C'est un peu l'erreur de Facebook aujourd'hui, où nous aimons chercher des histoires qui confirment les préjugés que nous avons déjà.

5 - Nous embauchons pour des postes individuels, pas pour des équipes.

Reprenons l'image de l'équipe de foot.
Si nous essayons de construire une équipe, nous n'avons pas besoin de 15 attaquants, nous n'avons pas besoin de 15 gardiens, nous avons besoin de réunir des personnes ensemble dans une équipe.

Peut-on devenir un peu moins mauvais en recrutement ?

Parce que nous savons que nous avons ces préjugés, et parce que nous savons que nous commettons ces erreurs tout le temps, nous avons voulu rendre les choses beaucoup plus structurées.

Pour cela, nous avons construit un algorithme pour prédire si une personne va convenir au rôle, c'est-à-dire que nous avons construit une formule mathématique et un algorithme qui tourne sur un ordinateur et qui va prédire, si vous postulez pour un emploi chez nous, si vous allez réussir, ou non.

» **Liste des tâches**:
[1] Recopiez à l'identique le passage de l'extrait sur le recrutement qui va de "Si nous essayons" à "en recrutement ?".
[2] Poursuivez l'extrait sur le recrutement là où il s'arrête.
Le matériel qui suit est indépendant de l'extrait sur le recrutement.

» **Informations fournies**:
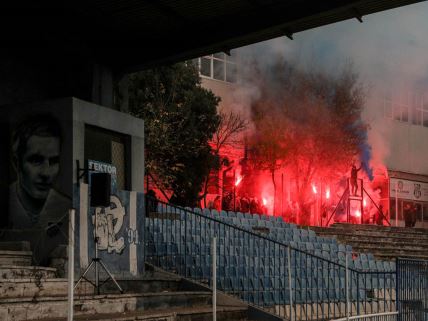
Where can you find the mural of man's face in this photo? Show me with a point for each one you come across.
(39, 166)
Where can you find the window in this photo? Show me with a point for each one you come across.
(406, 107)
(219, 66)
(112, 148)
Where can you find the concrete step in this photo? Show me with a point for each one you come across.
(36, 288)
(376, 244)
(368, 228)
(56, 307)
(392, 251)
(45, 287)
(26, 272)
(15, 246)
(202, 313)
(22, 258)
(391, 256)
(384, 240)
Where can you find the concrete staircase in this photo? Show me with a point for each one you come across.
(384, 242)
(35, 293)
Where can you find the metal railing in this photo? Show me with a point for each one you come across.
(412, 289)
(387, 316)
(289, 282)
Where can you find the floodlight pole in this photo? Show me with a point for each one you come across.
(70, 311)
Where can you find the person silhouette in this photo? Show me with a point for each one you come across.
(354, 179)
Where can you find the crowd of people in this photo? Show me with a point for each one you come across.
(410, 213)
(237, 203)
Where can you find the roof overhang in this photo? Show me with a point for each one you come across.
(135, 34)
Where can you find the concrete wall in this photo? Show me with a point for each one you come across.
(400, 146)
(91, 114)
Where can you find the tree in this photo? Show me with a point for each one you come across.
(269, 146)
(227, 135)
(180, 118)
(321, 127)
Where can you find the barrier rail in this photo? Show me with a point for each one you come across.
(387, 316)
(284, 280)
(412, 289)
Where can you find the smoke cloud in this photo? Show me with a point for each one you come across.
(388, 50)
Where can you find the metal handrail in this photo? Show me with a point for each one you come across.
(368, 316)
(311, 278)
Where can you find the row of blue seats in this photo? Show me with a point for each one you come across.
(276, 257)
(304, 290)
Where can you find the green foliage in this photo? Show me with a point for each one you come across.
(180, 118)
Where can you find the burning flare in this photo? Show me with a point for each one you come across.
(238, 180)
(314, 188)
(327, 193)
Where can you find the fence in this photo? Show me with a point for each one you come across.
(412, 290)
(286, 281)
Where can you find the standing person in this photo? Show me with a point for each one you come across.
(354, 179)
(413, 215)
(151, 201)
(407, 211)
(33, 200)
(379, 216)
(217, 203)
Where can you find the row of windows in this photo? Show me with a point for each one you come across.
(219, 66)
(409, 108)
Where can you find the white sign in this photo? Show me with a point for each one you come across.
(411, 190)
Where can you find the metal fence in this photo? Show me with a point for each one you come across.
(286, 281)
(412, 290)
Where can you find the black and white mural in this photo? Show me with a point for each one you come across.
(36, 176)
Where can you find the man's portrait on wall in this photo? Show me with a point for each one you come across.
(34, 202)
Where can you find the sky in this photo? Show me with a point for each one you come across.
(389, 50)
(391, 45)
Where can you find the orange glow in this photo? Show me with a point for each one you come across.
(314, 188)
(238, 180)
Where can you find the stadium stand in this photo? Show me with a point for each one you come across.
(269, 263)
(383, 242)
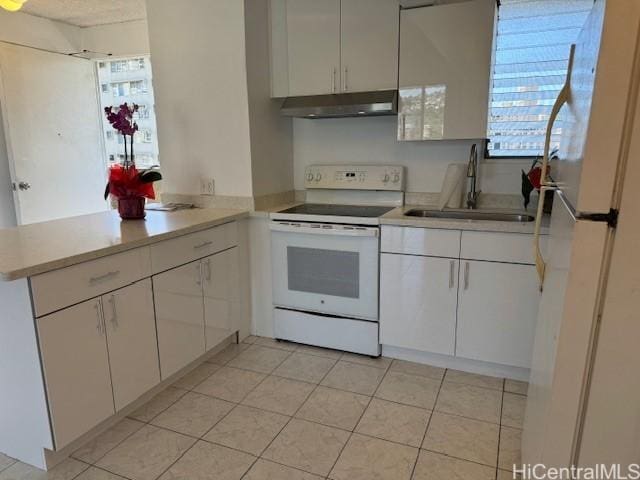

» **Réponses successives**:
[1]
Si nous essayons de construire une équipe, nous n'avons pas besoin de 15 attaquants, nous n'avons pas besoin de 15 gardiens, nous avons besoin de réunir des personnes ensemble dans une équipe.

Peut-on devenir un peu moins mauvais en recrutement ?

[2]
Un algorithme pour recruter ? Quelle drôle d'idée !

Avant que vous ne pensiez...  « Wow, c'est un idiot, comment peut-il traiter les personnes de cette façon, comment peut-il mettre les personnes dans des algorithmes ? », laissez-moi vous dire ceci : C'est déjà ce que nous faisons dans nos têtes ! 

Sans nous en rendre compte, nous essayons de calculer si une personne convient ou non à ce rôle particulier.

C'est vraiment ce qui se passe lorsque nous sommes assis en face de quelqu'un, que nous nous interrogeons, que nous lui posons des questions : nous essayons de savoir si cette personne va réussir dans ce travail.

En fait, si vous voulez ce que nous essayons de comprendre c’est si cette personne va être en mesure de créer le résultat que nous voulons que la personne produise.

Donc, nous avons construit un algorithme, nous avons construit une carte de pointage de tous les différents éléments qui sont importants, puis nous calculons un pourcentage de chance que cette personne réussisse dans ce rôle particulier.

L'algorithme n'est pas encore parfait, c'est un outil de soutien pour l'instant, mais ce que l'algorithme nous oblige à faire, c'est qu'il nous oblige à être conscients de ce qui se passe dans notre tête.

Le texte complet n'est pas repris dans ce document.